**Excerpt to read**

Samuel Frimpong has vivid memories of his first day at work in an underground gold mine in his native Ghana. Just as unforgettable are his memories of stepping into an environment that for him was equally alien: Edmonton in mid-winter.
Frimpong, who recently returned to Edmonton to accept a faculty position at the University of Alberta, is a veteran of eight Canadian winters now, but when he first set foot in the city on 27 December 1988 to begin a PhD in mining engineering he had never before experienced anything like it. "It was a shock. There had been an orientation at the Canadian high commission in Zambia for students coming to Canada to study, and I had received some brochures telling international students what to expect, but it's something you just cannot imagine."
After completing his degree in 1992, Frimpong spent another year at the U of A as a sessional lecturer before accepting a faculty appointment at the Technical University of Nova Scotia. Now he's back in Alberta, having been named an associate professor of mining engineering effective 1 July 1996.
He brings a store of practical experience as well as his academic background. It was his experience as an underground miner —"I was amazed at the engineering feats that were involved in such a big venture"— that led Frimpong to pursue a career in mining engineering. He did undergraduate work at the University of Science and Technology in Ghana and then, following a postgraduate internship, he accepted a UNESCO scholarship to complete his master's degree at the University of Zambia. In addition to his academic credentials, he has first-hand experience of both surface and underground hard rock mining operations and offshore crude oil operations.

**Entries provided**

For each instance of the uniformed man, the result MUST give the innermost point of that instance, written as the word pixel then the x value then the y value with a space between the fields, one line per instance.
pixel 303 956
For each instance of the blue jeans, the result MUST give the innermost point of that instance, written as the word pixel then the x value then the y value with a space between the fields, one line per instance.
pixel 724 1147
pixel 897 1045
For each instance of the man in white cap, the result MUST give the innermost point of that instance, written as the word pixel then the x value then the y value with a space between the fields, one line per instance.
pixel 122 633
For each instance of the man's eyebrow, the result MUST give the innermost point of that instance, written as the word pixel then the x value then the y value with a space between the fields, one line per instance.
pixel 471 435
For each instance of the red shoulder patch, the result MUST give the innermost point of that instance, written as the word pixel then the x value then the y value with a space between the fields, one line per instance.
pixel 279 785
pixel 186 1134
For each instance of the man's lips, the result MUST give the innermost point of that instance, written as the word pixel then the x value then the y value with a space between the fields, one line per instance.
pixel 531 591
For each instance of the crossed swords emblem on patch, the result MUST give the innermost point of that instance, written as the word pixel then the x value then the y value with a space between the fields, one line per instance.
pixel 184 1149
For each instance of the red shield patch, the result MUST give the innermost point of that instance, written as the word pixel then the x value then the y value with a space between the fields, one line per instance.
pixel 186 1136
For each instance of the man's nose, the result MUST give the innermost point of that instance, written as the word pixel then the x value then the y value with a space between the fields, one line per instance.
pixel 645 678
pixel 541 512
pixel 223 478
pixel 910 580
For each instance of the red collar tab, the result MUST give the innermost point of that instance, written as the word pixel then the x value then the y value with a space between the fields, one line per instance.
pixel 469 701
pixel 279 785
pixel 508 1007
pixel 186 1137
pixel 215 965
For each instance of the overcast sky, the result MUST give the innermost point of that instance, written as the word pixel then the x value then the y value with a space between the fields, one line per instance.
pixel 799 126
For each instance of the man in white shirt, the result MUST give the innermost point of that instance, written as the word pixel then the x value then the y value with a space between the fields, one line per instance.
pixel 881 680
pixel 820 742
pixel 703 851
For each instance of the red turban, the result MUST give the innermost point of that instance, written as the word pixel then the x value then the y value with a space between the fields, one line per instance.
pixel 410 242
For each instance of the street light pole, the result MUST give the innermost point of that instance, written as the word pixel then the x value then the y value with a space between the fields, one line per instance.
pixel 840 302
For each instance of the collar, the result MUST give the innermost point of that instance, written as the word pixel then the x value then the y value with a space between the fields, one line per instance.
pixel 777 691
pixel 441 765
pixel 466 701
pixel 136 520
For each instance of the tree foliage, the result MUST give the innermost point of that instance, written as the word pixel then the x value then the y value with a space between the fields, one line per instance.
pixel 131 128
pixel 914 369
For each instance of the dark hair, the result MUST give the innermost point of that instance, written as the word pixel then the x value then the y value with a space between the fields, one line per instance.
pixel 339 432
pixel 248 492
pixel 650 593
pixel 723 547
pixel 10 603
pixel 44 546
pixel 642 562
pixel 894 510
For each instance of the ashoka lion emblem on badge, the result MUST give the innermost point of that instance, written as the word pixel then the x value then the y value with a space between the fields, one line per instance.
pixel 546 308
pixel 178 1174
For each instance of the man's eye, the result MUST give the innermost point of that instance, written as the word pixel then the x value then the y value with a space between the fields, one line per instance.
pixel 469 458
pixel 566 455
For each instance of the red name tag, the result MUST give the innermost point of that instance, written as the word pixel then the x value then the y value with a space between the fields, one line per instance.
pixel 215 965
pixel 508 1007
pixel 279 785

**What is asked**
1. Reproduce the profile of Samuel Frimpong from "Frimpong, who recently" to "1 July 1996.", switching "mining engineering" to "mineral engineering".
2. Proceed with the profile of Samuel Frimpong, picking up right after its final sentence.

**Expected results**
1.
Frimpong, who recently returned to Edmonton to accept a faculty position at the University of Alberta, is a veteran of eight Canadian winters now, but when he first set foot in the city on 27 December 1988 to begin a PhD in mineral engineering he had never before experienced anything like it. "It was a shock. There had been an orientation at the Canadian high commission in Zambia for students coming to Canada to study, and I had received some brochures telling international students what to expect, but it's something you just cannot imagine."
After completing his degree in 1992, Frimpong spent another year at the U of A as a sessional lecturer before accepting a faculty appointment at the Technical University of Nova Scotia. Now he's back in Alberta, having been named an associate professor of mineral engineering effective 1 July 1996.

2.
Hands-on experience is invaluable, says the new U of A faculty member. "In any mining engineering curriculum, it is important to be able to provide students the practical experience that will help them in the classroom."
Frimpong, who specializes in mine design, mineral economics, modelling methods, and operations research, says he returned to the U of A for the same reason he first went underground: for the challenge. "I saw it as an opportunity to advance in my career and to contribute to the advancement of mining engineering."
"The University of Alberta has a strong base of industry support, thanks to the hard work of its faculty and the members of the Industry Advisory Committee," says Frimpong. "The challenge now is to build on this good work."
Published Autumn 1996.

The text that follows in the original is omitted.